## THE PROBLEM:
Arrange the data from the line containing "Expected: a point placed on each instance of the tiled" through the end of the data as a Markdown table with the columns Row and Line, leaving out any blank lines.

___

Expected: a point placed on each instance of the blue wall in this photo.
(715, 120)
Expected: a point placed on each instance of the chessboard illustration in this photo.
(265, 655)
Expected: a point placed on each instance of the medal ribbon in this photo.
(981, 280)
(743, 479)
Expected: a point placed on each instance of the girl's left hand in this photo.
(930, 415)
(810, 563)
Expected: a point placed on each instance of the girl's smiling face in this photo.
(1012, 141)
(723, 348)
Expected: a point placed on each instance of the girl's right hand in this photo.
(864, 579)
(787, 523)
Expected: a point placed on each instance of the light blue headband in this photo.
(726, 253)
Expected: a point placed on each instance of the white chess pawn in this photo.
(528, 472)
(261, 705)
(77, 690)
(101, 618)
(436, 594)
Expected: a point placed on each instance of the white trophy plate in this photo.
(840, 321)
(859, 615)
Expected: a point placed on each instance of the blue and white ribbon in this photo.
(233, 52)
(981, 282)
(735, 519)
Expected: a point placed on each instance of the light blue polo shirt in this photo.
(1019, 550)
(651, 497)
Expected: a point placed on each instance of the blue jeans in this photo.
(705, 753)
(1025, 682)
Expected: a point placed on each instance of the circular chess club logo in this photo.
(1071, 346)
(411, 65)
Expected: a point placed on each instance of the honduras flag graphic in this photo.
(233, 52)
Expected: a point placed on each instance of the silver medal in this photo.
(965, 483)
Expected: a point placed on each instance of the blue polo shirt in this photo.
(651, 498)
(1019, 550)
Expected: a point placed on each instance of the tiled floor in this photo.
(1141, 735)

___

## COMPLETE ANSWER:
| Row | Line |
|---|---|
| 1 | Expected: a point placed on each instance of the tiled floor in this photo. |
| 2 | (1141, 735) |